The U.S. Food and Drug Administration has given its approval for Phase 3 trials to treat participants with PTSD using MDMA ("ecstacy"):

The non-profit Multidisciplinary Association for Psychedelic Studies (MAPS) today announced that the U.S. Food and Drug Administration (FDA) has granted Breakthrough Therapy Designation to MDMA for the treatment of posttraumatic stress disorder (PTSD). MAPS and the FDA have also reached agreement under the Special Protocol Assessment Process (SPA) for the design of two upcoming Phase 3 trials (MAPP1 and MAPP2) of MDMA-assisted psychotherapy for patients with severe PTSD.

MDMA-assisted psychotherapy is a novel treatment package that combines psychotherapeutic techniques with three administrations of MDMA as a pharmacological adjunct. By granting Breakthrough Therapy Designation, the FDA has agreed that this treatment may have a meaningful advantage and greater compliance over available medications for PTSD.

The first Phase 3 trial (MAPP1), "A Randomized, Double-Blind, Placebo-Controlled, Multi-Site Phase 3 Study of the Efficacy and Safety of Manualized MDMA-Assisted Psychotherapy for the Treatment of Severe Posttraumatic Stress Disorder," will begin enrolling subjects in Spring 2018, after the completion of an open-label lead-in training study at Phase 3 sites starting this fall.

| WHAT THE EXERCISE ASKS |
Quote in full the passage on the FDA's decisions about MDMA-assisted psychotherapy for PTSD. The material that comes after this has no connection to the passage.

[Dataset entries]
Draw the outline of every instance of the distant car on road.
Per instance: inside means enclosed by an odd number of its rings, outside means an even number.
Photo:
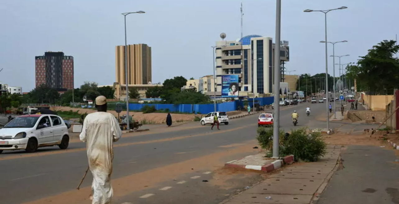
[[[258,127],[273,125],[273,114],[271,113],[262,113],[258,118]]]
[[[207,124],[213,124],[213,116],[216,114],[217,117],[217,120],[219,123],[224,123],[225,125],[228,125],[229,119],[229,116],[226,112],[212,112],[207,114],[201,119],[201,124],[205,126]]]
[[[26,115],[16,118],[0,129],[0,153],[25,149],[34,152],[39,147],[58,145],[68,148],[69,137],[64,120],[51,114]]]

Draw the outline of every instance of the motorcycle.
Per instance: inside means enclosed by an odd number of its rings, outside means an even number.
[[[296,126],[296,124],[298,123],[298,120],[296,118],[292,118],[292,123],[294,124],[294,126]]]

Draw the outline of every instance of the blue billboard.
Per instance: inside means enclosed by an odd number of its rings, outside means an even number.
[[[238,97],[238,75],[222,75],[222,97]]]

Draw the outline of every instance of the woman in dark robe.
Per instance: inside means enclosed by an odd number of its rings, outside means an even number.
[[[170,127],[172,125],[172,116],[170,116],[170,113],[168,113],[166,116],[166,125],[168,127]]]

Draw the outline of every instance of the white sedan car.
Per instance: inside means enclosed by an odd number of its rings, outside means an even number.
[[[68,148],[69,142],[68,127],[55,115],[20,116],[0,129],[0,153],[16,149],[34,152],[38,147],[55,145],[63,149]]]

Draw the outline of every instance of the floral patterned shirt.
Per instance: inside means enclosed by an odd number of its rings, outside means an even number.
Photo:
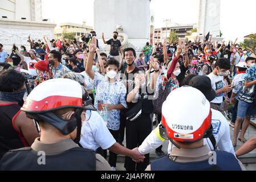
[[[95,73],[94,84],[96,88],[95,106],[99,109],[98,101],[102,101],[104,104],[117,105],[121,104],[127,107],[125,96],[127,89],[121,81],[117,81],[110,84],[108,77],[104,77],[99,73]],[[107,127],[108,129],[117,131],[120,127],[120,110],[108,110],[108,119]]]

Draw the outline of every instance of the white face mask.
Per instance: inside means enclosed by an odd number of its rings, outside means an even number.
[[[174,71],[173,72],[173,75],[175,75],[176,76],[178,76],[180,75],[180,74],[181,73],[181,71],[180,70],[180,69],[177,69],[176,71]]]
[[[107,76],[110,78],[113,79],[114,78],[116,75],[117,75],[117,73],[116,73],[114,71],[111,71],[107,73]]]
[[[220,73],[218,73],[218,75],[220,76],[227,76],[227,75],[229,75],[229,71],[226,71],[225,72],[220,72]]]
[[[251,64],[250,64],[250,68],[251,68],[251,67],[255,67],[256,65],[256,63],[251,63]]]

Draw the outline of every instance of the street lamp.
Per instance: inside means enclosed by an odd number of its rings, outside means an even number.
[[[166,23],[166,29],[165,29],[165,39],[167,39],[167,26],[168,26],[168,23],[169,22],[170,22],[170,19],[169,19],[164,20],[164,23]]]

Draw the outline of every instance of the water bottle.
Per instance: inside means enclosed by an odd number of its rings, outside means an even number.
[[[103,112],[103,120],[105,121],[105,122],[106,124],[108,123],[108,109],[106,106],[104,106],[103,107],[103,110],[101,111]]]

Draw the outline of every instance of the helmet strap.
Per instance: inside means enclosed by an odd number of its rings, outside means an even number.
[[[78,144],[79,143],[80,139],[81,138],[81,130],[82,130],[82,118],[81,114],[83,112],[82,109],[77,109],[76,111],[76,123],[77,123],[77,131],[76,131],[76,137],[74,140],[75,143]]]

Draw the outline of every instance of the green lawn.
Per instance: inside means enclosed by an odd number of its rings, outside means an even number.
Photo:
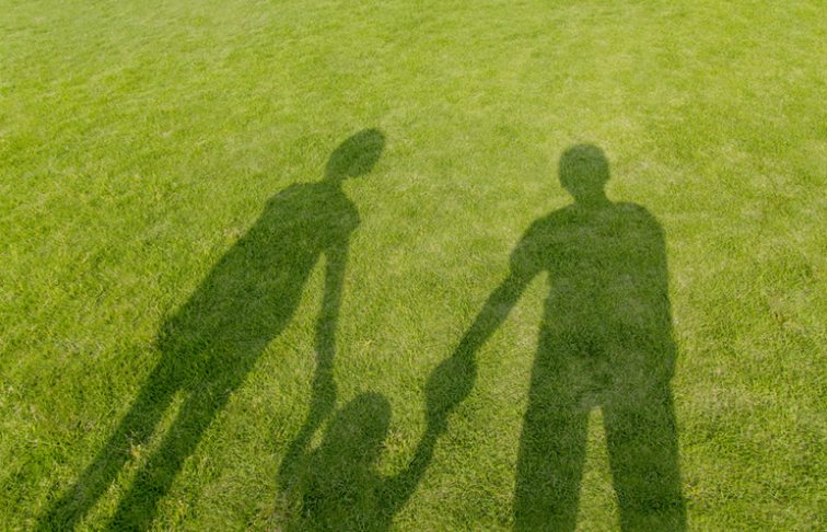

| TASK RESPONSE |
The U.S. Food and Drug Administration has given its approval for Phase 3 trials to treat participants with PTSD using MDMA ("ecstacy"):

The non-profit Multidisciplinary Association for Psychedelic Studies (MAPS) today announced that the U.S. Food and Drug Administration (FDA) has granted Breakthrough Therapy Designation to MDMA for the treatment of posttraumatic stress disorder (PTSD). MAPS and the FDA have also reached agreement under the Special Protocol Assessment Process (SPA) for the design of two upcoming Phase 3 trials (MAPP1 and MAPP2) of MDMA-assisted psychotherapy for patients with severe PTSD.

MDMA-assisted psychotherapy is a novel treatment package that combines psychotherapeutic techniques with three administrations of MDMA as a pharmacological adjunct. By granting Breakthrough Therapy Designation, the FDA has agreed that this treatment may have a meaningful advantage and greater compliance over available medications for PTSD.

The first Phase 3 trial (MAPP1), "A Randomized, Double-Blind, Placebo-Controlled, Multi-Site Phase 3 Study of the Efficacy and Safety of Manualized MDMA-Assisted Psychotherapy for the Treatment of Severe Posttraumatic Stress Disorder," will begin enrolling subjects in Spring 2018, after the completion of an open-label lead-in training study at Phase 3 sites starting this fall.